● Instructions to follow: Pick out every line of the listing below that contains the word "Annotate", and copy those lines.

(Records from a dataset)
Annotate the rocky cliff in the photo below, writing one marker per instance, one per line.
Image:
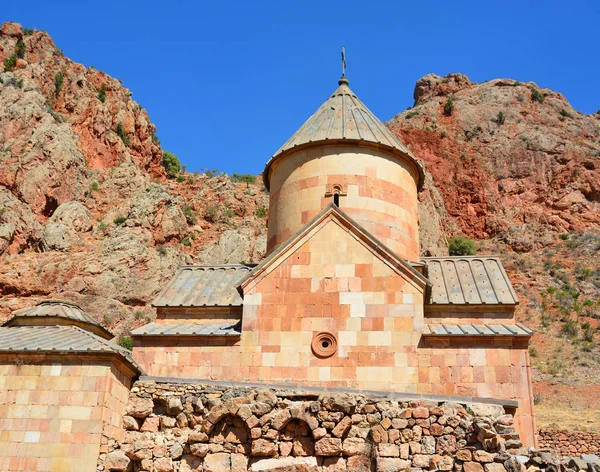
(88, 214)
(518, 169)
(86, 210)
...
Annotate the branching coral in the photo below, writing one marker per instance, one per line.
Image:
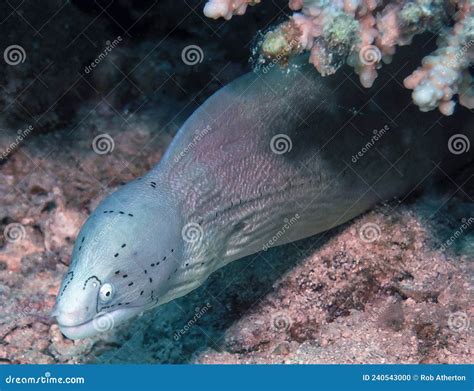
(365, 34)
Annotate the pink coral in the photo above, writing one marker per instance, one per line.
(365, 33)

● Result for this exercise:
Annotate the rocky cliff in the photo below, writing one marker per instance, one per line.
Annotate the branching coral in the photo below, writing one marker per instance, one per line.
Annotate the pink coral in the photo above, writing one marker per instance, one per line.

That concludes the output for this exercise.